## THE REQUEST
Can you gather every line in the material below that contains the word "ridge"?

## RECORDS SUPPLIED
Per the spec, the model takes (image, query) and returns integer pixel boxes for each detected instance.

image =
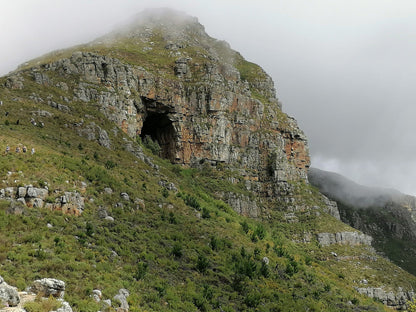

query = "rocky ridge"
[308,168,416,274]
[3,8,414,309]
[6,12,310,216]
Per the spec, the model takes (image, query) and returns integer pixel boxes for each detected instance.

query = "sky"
[0,0,416,195]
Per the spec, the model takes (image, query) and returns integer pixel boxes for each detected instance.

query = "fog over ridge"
[0,0,416,194]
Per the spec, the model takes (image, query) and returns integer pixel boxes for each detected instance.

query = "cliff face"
[8,12,310,202]
[308,168,416,274]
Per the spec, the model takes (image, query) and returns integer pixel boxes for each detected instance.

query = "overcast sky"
[0,0,416,195]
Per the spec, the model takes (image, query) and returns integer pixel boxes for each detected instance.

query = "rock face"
[0,276,20,307]
[7,12,310,216]
[317,232,373,246]
[0,185,84,215]
[113,288,130,312]
[308,168,416,274]
[30,278,65,298]
[357,287,415,310]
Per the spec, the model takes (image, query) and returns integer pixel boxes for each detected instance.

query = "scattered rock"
[30,278,65,298]
[317,232,373,246]
[356,287,415,310]
[0,276,20,307]
[120,193,130,201]
[113,288,130,312]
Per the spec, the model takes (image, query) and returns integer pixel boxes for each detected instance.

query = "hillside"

## EXERCISE RESPONSE
query = "rocky ridge"
query = "fog over ridge"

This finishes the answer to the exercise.